WORK ORDER
Your task is to copy every line of the entries that contains "could".

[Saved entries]
+ + + + + + +
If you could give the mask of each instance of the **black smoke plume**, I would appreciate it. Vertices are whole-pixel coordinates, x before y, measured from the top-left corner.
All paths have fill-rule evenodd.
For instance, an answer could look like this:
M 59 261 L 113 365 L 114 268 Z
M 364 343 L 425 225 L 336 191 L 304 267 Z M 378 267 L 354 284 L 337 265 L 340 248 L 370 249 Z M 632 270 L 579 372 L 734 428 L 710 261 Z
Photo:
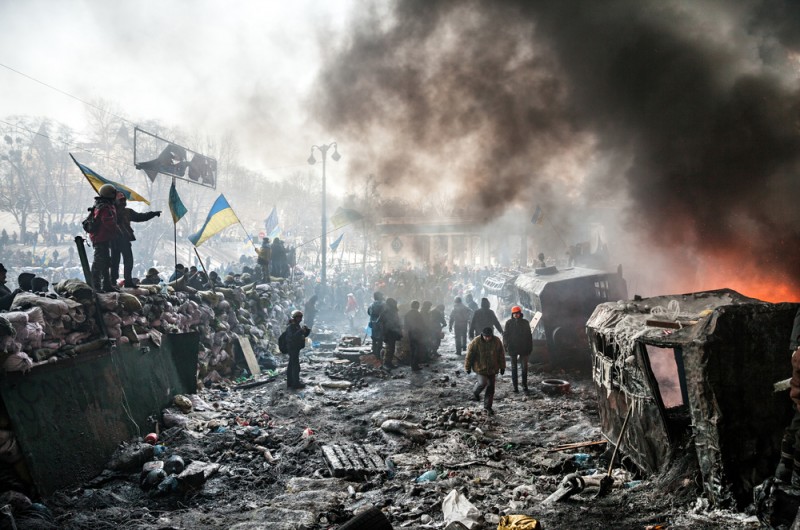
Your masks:
M 734 263 L 800 298 L 800 2 L 360 12 L 314 95 L 323 124 L 363 146 L 356 174 L 401 194 L 444 186 L 483 218 L 624 205 L 640 242 L 695 258 L 676 276 Z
+ + + + + + +
THE ANSWER
If you could give the mask of each instance of the **black smoke plume**, I would appreciate it. Vertices are whole-pixel coordinates, x before y, measured from the top-left corner.
For instance, an answer could look like this:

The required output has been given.